Task requirements:
Would you output the listing exactly, with every image omitted?

*****

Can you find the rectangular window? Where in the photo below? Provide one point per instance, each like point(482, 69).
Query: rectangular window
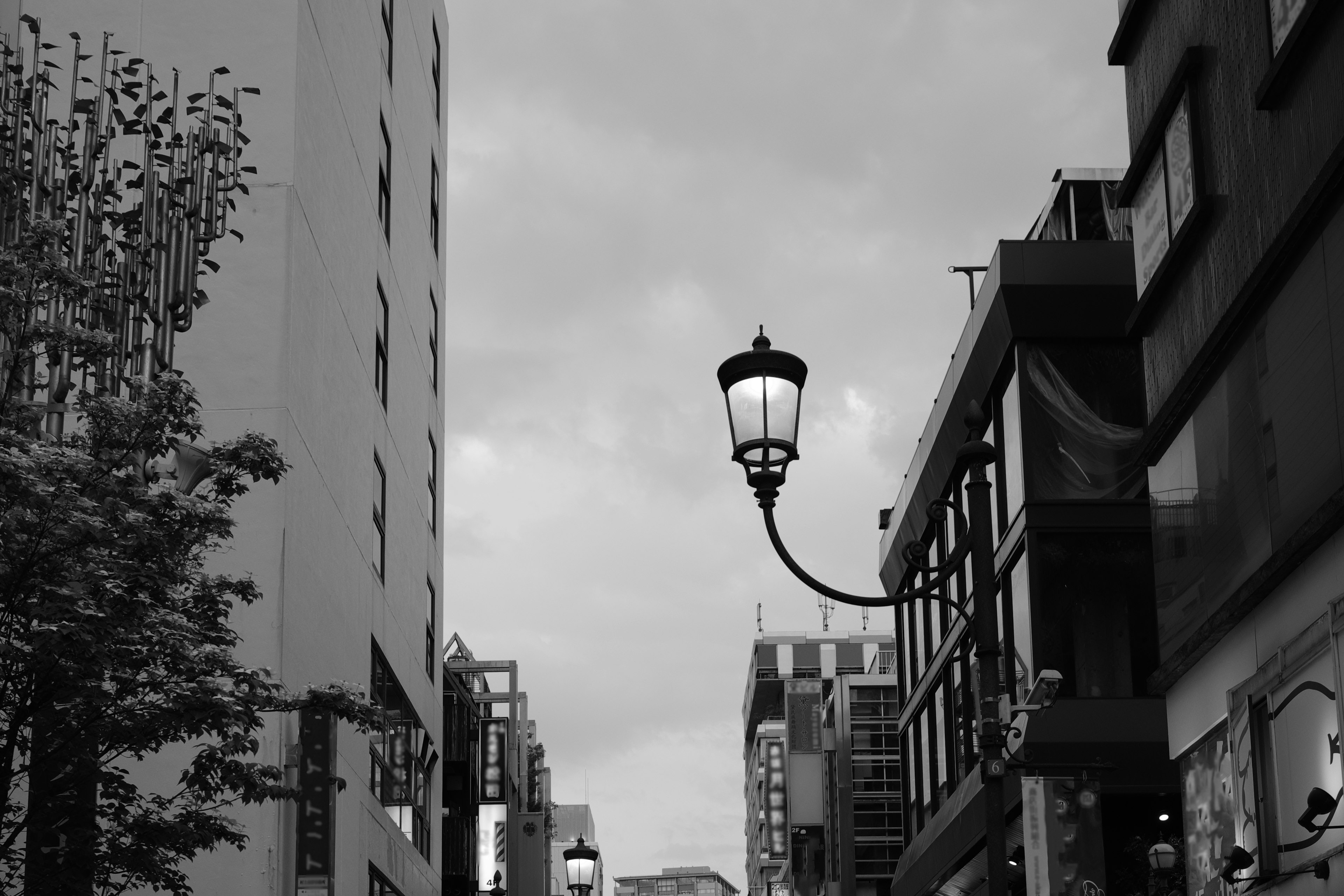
point(430, 641)
point(386, 42)
point(433, 342)
point(433, 203)
point(381, 347)
point(433, 485)
point(379, 518)
point(385, 179)
point(436, 69)
point(401, 758)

*****

Solution below:
Can you find the rectangular window? Where in the photo below? Provide one point per instance, each like point(482, 69).
Query: rectangular window
point(430, 641)
point(386, 42)
point(433, 342)
point(433, 203)
point(381, 347)
point(433, 485)
point(379, 518)
point(385, 179)
point(436, 69)
point(401, 758)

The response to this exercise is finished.